Please arrange each line of the entries below as a Markdown table with two columns, Row for a running number and Line for the line itself. Leave out blank lines.
★ ★ ★
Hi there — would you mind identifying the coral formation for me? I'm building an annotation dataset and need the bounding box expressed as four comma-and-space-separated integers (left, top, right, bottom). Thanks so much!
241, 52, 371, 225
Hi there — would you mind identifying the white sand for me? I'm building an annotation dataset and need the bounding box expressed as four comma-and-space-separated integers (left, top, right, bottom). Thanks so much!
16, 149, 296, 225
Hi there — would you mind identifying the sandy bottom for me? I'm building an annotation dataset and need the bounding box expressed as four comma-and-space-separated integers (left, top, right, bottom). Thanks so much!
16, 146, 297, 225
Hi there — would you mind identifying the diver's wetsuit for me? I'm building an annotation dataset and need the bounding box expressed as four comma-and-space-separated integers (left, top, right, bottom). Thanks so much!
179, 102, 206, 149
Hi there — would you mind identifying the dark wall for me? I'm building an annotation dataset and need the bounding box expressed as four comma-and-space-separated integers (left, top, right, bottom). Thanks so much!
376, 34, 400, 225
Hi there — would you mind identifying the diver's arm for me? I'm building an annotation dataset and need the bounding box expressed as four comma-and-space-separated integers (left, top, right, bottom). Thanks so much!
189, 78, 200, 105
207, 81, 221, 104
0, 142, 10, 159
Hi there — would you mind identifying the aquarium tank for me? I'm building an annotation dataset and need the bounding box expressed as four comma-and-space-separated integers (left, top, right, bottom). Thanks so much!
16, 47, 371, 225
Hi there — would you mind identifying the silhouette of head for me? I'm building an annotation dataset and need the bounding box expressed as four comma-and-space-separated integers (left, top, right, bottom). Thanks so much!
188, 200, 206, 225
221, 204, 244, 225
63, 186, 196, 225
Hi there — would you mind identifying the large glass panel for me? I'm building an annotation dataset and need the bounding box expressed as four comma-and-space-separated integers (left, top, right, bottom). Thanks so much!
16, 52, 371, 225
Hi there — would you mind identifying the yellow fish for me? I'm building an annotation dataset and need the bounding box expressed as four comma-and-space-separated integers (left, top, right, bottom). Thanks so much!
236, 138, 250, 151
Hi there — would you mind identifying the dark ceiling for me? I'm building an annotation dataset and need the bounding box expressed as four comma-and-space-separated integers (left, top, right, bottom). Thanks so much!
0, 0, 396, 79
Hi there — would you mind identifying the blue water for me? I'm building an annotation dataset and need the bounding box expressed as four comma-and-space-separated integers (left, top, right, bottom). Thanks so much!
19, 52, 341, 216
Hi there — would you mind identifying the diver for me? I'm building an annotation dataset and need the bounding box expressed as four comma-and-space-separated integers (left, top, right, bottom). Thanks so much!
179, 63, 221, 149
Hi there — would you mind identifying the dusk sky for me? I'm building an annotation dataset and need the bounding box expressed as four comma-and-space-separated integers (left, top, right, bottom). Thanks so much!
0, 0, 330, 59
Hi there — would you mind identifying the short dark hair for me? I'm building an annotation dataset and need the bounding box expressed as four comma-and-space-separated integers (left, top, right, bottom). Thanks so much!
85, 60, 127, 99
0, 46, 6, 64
★ ★ ★
Exercise answer:
| Row | Line |
|---|---|
| 1 | Hi there — would you mind identifying the coral formation for me? I'm building an annotation dataset and need the bounding box expressed as four comma-and-space-separated integers (left, top, right, bottom). Thanks so much! |
| 2 | 241, 52, 371, 225 |
| 3 | Hi there — would you mind identifying the white sand for me? I'm building an annotation dataset and need the bounding box expressed as four comma-and-space-separated integers (left, top, right, bottom). Thanks so much! |
| 4 | 16, 149, 296, 225 |
| 5 | Hi there — would you mind identifying the sandy bottom for me? I'm building an annotation dataset and need the bounding box expressed as four comma-and-space-separated integers (left, top, right, bottom). Thanks so much! |
| 6 | 16, 146, 297, 225 |
| 7 | Hi there — would you mind identifying the diver's wetsuit for me? I'm building an annotation dataset and need the bounding box expressed as four comma-and-space-separated integers (left, top, right, bottom). Thanks so much! |
| 8 | 179, 102, 206, 149 |
| 9 | Hi there — would you mind identifying the dark wall for me? I'm building an annotation dataset and need the bounding box expressed as four comma-and-space-separated integers (left, top, right, bottom). Thanks so much! |
| 10 | 376, 34, 400, 225 |
| 11 | Hi there — would you mind identifying the diver's arm for me? I'm building an annotation dataset and need the bounding box expressed as four comma-and-space-separated integers (left, top, right, bottom). Thanks so much! |
| 12 | 189, 78, 200, 105 |
| 13 | 207, 81, 221, 104 |
| 14 | 0, 142, 10, 159 |
| 15 | Hi there — would you mind identifying the aquarium tank for me? I'm building an annotation dataset and need the bounding box expressed as four comma-and-space-separated integers (left, top, right, bottom). Thanks so much! |
| 16 | 16, 47, 371, 225 |
| 17 | Hi there — would you mind identifying the silhouette of head for me? I'm building an annotation dataset and need the bounding box expressed as four comma-and-space-separated integers (left, top, right, bottom). Thanks so much! |
| 18 | 188, 200, 206, 225 |
| 19 | 221, 204, 244, 225 |
| 20 | 63, 186, 196, 225 |
| 21 | Hi there — would you mind identifying the large glass panel for me? I'm building an annotation dataset and need the bounding box expressed as four comma-and-space-separated integers (left, top, right, bottom). Thanks so much! |
| 22 | 16, 52, 371, 225 |
| 23 | Hi there — would you mind identifying the yellow fish for me? I'm building an annotation dataset and need the bounding box expressed as four comma-and-space-separated integers (left, top, right, bottom). Thanks so much! |
| 24 | 236, 138, 250, 151 |
| 25 | Hi there — would you mind identifying the dark ceiling for me? I'm building an annotation dataset and need the bounding box expressed as four comma-and-space-separated integers (left, top, right, bottom). Thanks so much! |
| 26 | 0, 0, 396, 79 |
| 27 | Hi there — would you mind identifying the blue water for me? I'm building an annotation dataset and need the bounding box expressed as four comma-and-space-separated integers (left, top, right, bottom). Thanks so much! |
| 28 | 19, 52, 341, 216 |
| 29 | Hi there — would you mind identifying the diver for me? I'm building an annotation dataset and need the bounding box expressed as four comma-and-space-separated integers (left, top, right, bottom). Thanks so much! |
| 30 | 179, 63, 221, 149 |
| 31 | Hi there — would you mind identifying the dusk sky for me? I'm building an annotation dataset and need the bounding box expressed as four comma-and-space-separated integers (left, top, right, bottom). Thanks so much! |
| 32 | 0, 0, 330, 59 |
| 33 | Hi there — would you mind identifying the short dark hair for me? I'm building an annotation dataset and need the bounding box expressed as four comma-and-space-separated integers (left, top, right, bottom). Thanks so much! |
| 34 | 85, 60, 127, 99 |
| 35 | 0, 46, 6, 64 |